Aim of the task: Provide an exact transcription of all the records.

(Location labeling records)

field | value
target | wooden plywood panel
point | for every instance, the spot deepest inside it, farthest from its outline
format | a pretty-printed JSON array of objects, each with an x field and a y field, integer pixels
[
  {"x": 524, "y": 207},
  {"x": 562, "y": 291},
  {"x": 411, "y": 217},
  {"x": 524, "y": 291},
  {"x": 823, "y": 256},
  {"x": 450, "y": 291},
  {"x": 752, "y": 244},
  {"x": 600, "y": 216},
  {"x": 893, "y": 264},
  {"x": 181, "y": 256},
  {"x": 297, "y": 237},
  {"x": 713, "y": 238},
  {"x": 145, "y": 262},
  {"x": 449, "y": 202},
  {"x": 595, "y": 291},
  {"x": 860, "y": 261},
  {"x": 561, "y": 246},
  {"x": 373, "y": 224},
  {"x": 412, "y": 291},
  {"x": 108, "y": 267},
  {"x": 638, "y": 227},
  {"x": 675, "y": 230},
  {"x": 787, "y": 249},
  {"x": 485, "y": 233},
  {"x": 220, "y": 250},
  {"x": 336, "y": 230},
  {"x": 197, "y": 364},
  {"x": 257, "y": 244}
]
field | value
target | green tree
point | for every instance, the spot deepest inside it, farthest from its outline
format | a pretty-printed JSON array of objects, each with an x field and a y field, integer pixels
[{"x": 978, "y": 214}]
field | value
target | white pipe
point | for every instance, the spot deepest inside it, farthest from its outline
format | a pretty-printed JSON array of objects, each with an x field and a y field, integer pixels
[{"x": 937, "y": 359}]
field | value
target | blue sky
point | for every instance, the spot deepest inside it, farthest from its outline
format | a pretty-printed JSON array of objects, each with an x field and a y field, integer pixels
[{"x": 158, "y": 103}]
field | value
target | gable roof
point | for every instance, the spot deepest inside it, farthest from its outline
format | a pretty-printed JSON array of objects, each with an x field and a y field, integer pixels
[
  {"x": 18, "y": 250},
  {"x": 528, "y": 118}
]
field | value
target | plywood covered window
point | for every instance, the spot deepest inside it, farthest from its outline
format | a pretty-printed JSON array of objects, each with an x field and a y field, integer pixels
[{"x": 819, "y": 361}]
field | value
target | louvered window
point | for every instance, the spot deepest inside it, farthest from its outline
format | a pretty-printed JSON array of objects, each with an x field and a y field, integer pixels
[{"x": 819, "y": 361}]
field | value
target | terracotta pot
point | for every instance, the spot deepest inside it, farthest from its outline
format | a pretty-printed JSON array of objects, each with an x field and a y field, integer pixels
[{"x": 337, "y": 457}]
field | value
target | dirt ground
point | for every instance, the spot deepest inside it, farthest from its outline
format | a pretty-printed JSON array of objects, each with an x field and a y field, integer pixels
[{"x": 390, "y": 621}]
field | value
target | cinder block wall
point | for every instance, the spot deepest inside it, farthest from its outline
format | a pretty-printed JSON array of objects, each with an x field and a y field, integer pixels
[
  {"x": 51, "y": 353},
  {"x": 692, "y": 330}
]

Reply:
field | value
target | wooden plywood panel
point | for every instance, the spot deepest inside it, farthest from its outline
format | a pretty-printed JSON array of objects, each with an x field and a y field, integer pixels
[
  {"x": 524, "y": 207},
  {"x": 562, "y": 291},
  {"x": 411, "y": 217},
  {"x": 524, "y": 291},
  {"x": 823, "y": 256},
  {"x": 450, "y": 291},
  {"x": 752, "y": 244},
  {"x": 600, "y": 216},
  {"x": 893, "y": 264},
  {"x": 181, "y": 256},
  {"x": 297, "y": 237},
  {"x": 713, "y": 238},
  {"x": 145, "y": 262},
  {"x": 449, "y": 202},
  {"x": 595, "y": 291},
  {"x": 860, "y": 261},
  {"x": 561, "y": 246},
  {"x": 373, "y": 224},
  {"x": 412, "y": 291},
  {"x": 108, "y": 267},
  {"x": 638, "y": 227},
  {"x": 675, "y": 230},
  {"x": 787, "y": 249},
  {"x": 485, "y": 233},
  {"x": 220, "y": 250},
  {"x": 336, "y": 230},
  {"x": 197, "y": 364},
  {"x": 257, "y": 244}
]
field | value
target | green tree
point | for every instance, the spot deepest inside it, farthest from its outline
format | a pretty-printed JSON array of objects, each with an x field and a y field, integer pixels
[{"x": 978, "y": 214}]
field | value
target | white pipe
point | for every instance, the spot deepest inside it, farthest from its outline
format | a pretty-printed JSON array of objects, each with an x field and a y field, integer pixels
[{"x": 937, "y": 359}]
field | value
target | blue sky
point | for every instance, the spot deepest inside it, farthest from its outline
format | a pretty-printed JSON array of objects, each with an x field and a y field, integer pixels
[{"x": 158, "y": 103}]
field | value
target | gable roof
point | for every instance, the spot deepest inside it, farthest from its outline
format | a pretty-printed JSON array of objects, each with an x field and a y field, integer pixels
[
  {"x": 18, "y": 250},
  {"x": 528, "y": 118}
]
field | value
target | plywood covered window
point | for every instance, the spot deepest inside it, farthest from its outline
format | a pretty-printed JSON array of objects, each with an x field and a y field, integer pixels
[{"x": 819, "y": 361}]
field | value
target | louvered window
point | for every instance, the spot deepest inside it, farthest from its outline
format | a pretty-printed JSON array of objects, each with an x field and a y field, integer pixels
[{"x": 819, "y": 361}]
field | value
target | terracotta pot
point | for every instance, the spot deepest inside it, farthest from its outline
format | a pretty-printed JSON array of objects, each with an x field and a y field, integer pixels
[{"x": 337, "y": 457}]
field | value
target | dirt ground
point | for every instance, the spot deepest inside it, farthest from its outline
format | a pretty-printed JSON array of objects, each with an x field and a y field, integer pixels
[{"x": 390, "y": 621}]
field | value
target | cinder block wall
point | for every instance, the spot deepest inside it, farthest from its outline
format | a pretty-printed JSON array of objects, each with an x field and a y field, integer pixels
[
  {"x": 51, "y": 353},
  {"x": 692, "y": 330}
]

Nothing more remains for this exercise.